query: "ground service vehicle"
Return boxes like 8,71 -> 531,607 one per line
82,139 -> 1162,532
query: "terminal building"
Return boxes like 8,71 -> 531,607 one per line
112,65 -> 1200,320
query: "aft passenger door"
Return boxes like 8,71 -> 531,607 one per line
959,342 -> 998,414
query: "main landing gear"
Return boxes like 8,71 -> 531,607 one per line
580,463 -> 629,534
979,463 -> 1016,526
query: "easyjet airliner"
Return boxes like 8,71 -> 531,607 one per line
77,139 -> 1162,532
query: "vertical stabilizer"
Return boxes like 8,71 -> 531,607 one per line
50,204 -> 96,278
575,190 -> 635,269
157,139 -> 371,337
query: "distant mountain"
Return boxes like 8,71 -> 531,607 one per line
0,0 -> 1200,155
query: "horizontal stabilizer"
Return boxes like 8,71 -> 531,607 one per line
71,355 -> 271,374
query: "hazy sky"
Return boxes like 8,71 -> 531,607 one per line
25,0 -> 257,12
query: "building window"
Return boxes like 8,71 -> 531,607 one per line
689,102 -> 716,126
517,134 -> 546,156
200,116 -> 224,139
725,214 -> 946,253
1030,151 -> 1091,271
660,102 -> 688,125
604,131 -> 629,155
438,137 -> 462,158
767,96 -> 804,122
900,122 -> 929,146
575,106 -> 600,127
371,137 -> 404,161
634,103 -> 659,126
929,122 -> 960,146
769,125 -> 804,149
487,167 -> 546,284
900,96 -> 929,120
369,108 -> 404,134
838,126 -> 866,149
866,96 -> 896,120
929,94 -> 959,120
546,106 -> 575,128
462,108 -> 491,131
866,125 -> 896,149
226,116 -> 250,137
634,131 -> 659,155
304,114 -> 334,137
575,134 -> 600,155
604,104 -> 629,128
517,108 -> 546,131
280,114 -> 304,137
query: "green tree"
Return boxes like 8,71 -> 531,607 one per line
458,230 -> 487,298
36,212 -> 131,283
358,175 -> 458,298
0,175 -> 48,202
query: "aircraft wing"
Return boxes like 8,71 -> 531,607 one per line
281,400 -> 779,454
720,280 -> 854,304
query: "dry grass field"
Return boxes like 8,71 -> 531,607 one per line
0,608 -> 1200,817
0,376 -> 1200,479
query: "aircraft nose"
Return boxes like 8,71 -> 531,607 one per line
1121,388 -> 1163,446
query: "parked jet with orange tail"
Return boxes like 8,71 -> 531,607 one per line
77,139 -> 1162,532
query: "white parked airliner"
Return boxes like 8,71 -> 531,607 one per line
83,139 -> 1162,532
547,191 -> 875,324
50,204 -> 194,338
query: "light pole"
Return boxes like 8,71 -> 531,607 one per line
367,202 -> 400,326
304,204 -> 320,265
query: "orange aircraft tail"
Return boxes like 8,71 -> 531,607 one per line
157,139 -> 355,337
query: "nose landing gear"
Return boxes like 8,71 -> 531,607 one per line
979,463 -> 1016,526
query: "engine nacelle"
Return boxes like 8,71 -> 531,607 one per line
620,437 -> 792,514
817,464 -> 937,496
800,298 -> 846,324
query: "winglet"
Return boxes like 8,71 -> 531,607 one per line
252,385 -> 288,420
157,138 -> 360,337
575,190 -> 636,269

^^^^^^^^^^^^^^^^

[Your task]
Reproduce every item above word for word, line by line, without changing anything.

[Correct answer]
query: "ground service vehicle"
Return boxes like 8,71 -> 531,607 one per line
82,139 -> 1162,532
query: "terminal building"
Return boxes like 8,71 -> 531,607 one per line
112,65 -> 1200,320
query: "aft passenger door"
Return boxes like 8,71 -> 531,607 one per line
959,342 -> 998,414
query: "main landing gear"
Return boxes like 8,71 -> 531,607 one per line
580,463 -> 629,534
979,463 -> 1016,526
query: "easyjet airliner"
Return boxes like 8,71 -> 531,607 one per line
77,139 -> 1162,532
query: "vertical stabilizer"
Return boxes like 8,71 -> 531,607 one per line
50,204 -> 96,278
575,190 -> 635,269
157,139 -> 371,337
query: "distant mountain"
Return boxes like 8,71 -> 531,607 one per line
0,0 -> 1200,155
query: "horizontal stabilizer"
Return boxes like 8,71 -> 531,607 one per line
71,355 -> 271,374
query: "hazy sky"
Return boxes like 8,71 -> 531,607 one per line
25,0 -> 257,12
query: "building window"
Return boxes like 8,71 -> 531,607 one per line
689,102 -> 716,126
517,134 -> 546,156
200,116 -> 224,139
725,214 -> 946,253
1030,151 -> 1091,271
660,102 -> 688,125
604,131 -> 629,155
438,137 -> 462,158
767,96 -> 804,122
900,122 -> 929,146
575,106 -> 600,127
371,137 -> 404,161
634,103 -> 659,126
929,122 -> 960,146
769,125 -> 804,149
487,167 -> 546,284
900,96 -> 929,120
369,108 -> 404,134
838,126 -> 866,149
866,96 -> 896,120
929,94 -> 959,120
546,106 -> 575,128
462,108 -> 491,131
866,125 -> 896,149
226,116 -> 250,137
634,131 -> 659,155
304,114 -> 334,137
575,134 -> 600,155
604,104 -> 629,128
517,108 -> 546,131
280,114 -> 304,137
query: "green tree"
Return boxes like 8,71 -> 531,607 one per line
458,230 -> 487,298
36,212 -> 131,283
358,175 -> 458,298
0,175 -> 48,202
query: "aircraft wing"
Return boxes like 8,71 -> 531,607 one per line
281,400 -> 779,454
720,280 -> 854,304
query: "dry grass field"
Return boxes like 8,71 -> 531,607 one per line
0,608 -> 1200,817
0,376 -> 1200,479
query: "aircraft nose"
Return boxes like 8,71 -> 531,607 one per line
1121,388 -> 1163,446
query: "parked jet with orange tail"
Return boxes like 8,71 -> 531,607 one per line
77,139 -> 1162,532
query: "white parked airliner"
Return boxes like 8,71 -> 531,607 one per line
83,139 -> 1162,532
547,191 -> 875,324
50,204 -> 194,338
query: "light pole"
Return boxes like 8,71 -> 531,607 one per line
367,202 -> 400,326
304,204 -> 320,265
query: "orange aircraft tail"
Return boxes like 8,71 -> 531,607 one per line
157,139 -> 355,337
query: "nose landing gear"
Return boxes like 8,71 -> 531,607 one per line
979,463 -> 1016,526
query: "engine nacelle"
Return boxes like 8,71 -> 531,607 one per line
620,437 -> 792,514
817,464 -> 937,496
800,298 -> 846,324
query: "winglet"
Return boxes like 8,71 -> 531,607 one per line
252,385 -> 288,420
157,138 -> 360,337
575,190 -> 636,269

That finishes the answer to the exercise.